**WHAT TO PRODUCE**: Copy out the listing below, keeping every character as is.

**PROVIDED RECORDS**:
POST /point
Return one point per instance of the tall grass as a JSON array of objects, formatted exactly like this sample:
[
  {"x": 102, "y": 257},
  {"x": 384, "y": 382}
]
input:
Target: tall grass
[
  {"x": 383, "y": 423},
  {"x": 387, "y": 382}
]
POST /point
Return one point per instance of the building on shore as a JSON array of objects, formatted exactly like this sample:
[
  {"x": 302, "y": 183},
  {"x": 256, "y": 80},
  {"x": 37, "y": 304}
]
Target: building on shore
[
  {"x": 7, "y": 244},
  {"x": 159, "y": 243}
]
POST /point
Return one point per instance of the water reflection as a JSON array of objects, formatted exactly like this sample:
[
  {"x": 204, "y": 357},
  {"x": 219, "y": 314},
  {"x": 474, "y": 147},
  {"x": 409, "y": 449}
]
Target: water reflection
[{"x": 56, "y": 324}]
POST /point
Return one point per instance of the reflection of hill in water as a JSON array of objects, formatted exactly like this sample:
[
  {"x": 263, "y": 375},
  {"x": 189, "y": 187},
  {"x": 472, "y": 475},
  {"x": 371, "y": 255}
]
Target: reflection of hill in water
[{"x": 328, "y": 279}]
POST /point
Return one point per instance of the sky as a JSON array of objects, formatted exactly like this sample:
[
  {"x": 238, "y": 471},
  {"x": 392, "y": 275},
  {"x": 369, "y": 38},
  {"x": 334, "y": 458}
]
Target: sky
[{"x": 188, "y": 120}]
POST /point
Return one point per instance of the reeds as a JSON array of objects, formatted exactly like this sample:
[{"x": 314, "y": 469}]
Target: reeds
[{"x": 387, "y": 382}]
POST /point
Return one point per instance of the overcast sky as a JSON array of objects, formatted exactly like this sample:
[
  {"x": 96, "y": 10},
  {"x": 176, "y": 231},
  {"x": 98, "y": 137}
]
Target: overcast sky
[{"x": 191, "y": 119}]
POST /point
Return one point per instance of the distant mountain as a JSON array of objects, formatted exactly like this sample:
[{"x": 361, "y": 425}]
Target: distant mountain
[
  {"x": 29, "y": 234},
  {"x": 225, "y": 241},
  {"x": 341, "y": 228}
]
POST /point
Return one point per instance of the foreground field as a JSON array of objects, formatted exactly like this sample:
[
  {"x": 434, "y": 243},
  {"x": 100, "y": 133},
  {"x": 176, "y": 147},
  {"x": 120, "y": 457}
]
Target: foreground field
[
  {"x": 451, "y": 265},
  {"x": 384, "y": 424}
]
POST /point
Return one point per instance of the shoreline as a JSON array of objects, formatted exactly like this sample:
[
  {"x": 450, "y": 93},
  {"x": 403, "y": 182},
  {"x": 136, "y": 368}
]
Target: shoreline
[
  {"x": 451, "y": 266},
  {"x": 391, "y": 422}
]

**TASK RESPONSE**:
POST /point
Return one point per instance of the tall grass as a JSON array of objects, formatted exactly like this sample:
[
  {"x": 102, "y": 257},
  {"x": 384, "y": 382}
]
input:
Target: tall grass
[
  {"x": 383, "y": 423},
  {"x": 387, "y": 382}
]
POST /point
Return one point per instance of the building on shore as a JSON array of objects, formatted exactly like this sample:
[
  {"x": 302, "y": 183},
  {"x": 256, "y": 80},
  {"x": 37, "y": 304}
]
Target: building on shore
[
  {"x": 7, "y": 244},
  {"x": 159, "y": 243}
]
POST /point
Return one point per instance of the water reflection as a JSON array of objects, formatted exactly like this sample:
[
  {"x": 204, "y": 357},
  {"x": 219, "y": 314},
  {"x": 474, "y": 147},
  {"x": 409, "y": 449}
]
Target: water reflection
[{"x": 56, "y": 324}]
POST /point
Return one point per instance of the reflection of hill in water as a JSON array of objects, formatted exactly like this sample:
[
  {"x": 263, "y": 375},
  {"x": 189, "y": 187},
  {"x": 472, "y": 475},
  {"x": 371, "y": 255}
]
Target: reflection of hill in water
[{"x": 328, "y": 279}]
POST /point
Return one point per instance of the sky as a JSON array of objects, formatted exactly like this sample:
[
  {"x": 238, "y": 471},
  {"x": 392, "y": 275},
  {"x": 369, "y": 38},
  {"x": 334, "y": 458}
]
Target: sky
[{"x": 188, "y": 120}]
POST /point
Return one point per instance of the reeds as a JSON array of objects, formatted exactly like this sample:
[{"x": 314, "y": 469}]
Target: reeds
[{"x": 387, "y": 382}]
POST /point
Return one point per instance of the overcast sky as a JSON array of objects, formatted exactly like this sample:
[
  {"x": 96, "y": 10},
  {"x": 176, "y": 231},
  {"x": 98, "y": 137}
]
Target: overcast sky
[{"x": 191, "y": 119}]
POST /point
Return one point per instance of the distant mountain as a JSON array of objects, formatted exactly like this sample:
[{"x": 361, "y": 425}]
Target: distant mountain
[
  {"x": 29, "y": 234},
  {"x": 225, "y": 241},
  {"x": 341, "y": 228}
]
POST /point
Return one point per instance of the foreground field as a JSON array of objects, formatted exactly like this sample:
[
  {"x": 434, "y": 243},
  {"x": 100, "y": 133},
  {"x": 176, "y": 147},
  {"x": 120, "y": 457}
]
Target: foreground field
[
  {"x": 451, "y": 265},
  {"x": 384, "y": 424}
]
POST /point
Return one point per instance of the shoreline as a JSON array of objects, formatted exactly like this sample:
[
  {"x": 450, "y": 93},
  {"x": 403, "y": 182},
  {"x": 136, "y": 368}
]
Target: shoreline
[
  {"x": 451, "y": 266},
  {"x": 391, "y": 422}
]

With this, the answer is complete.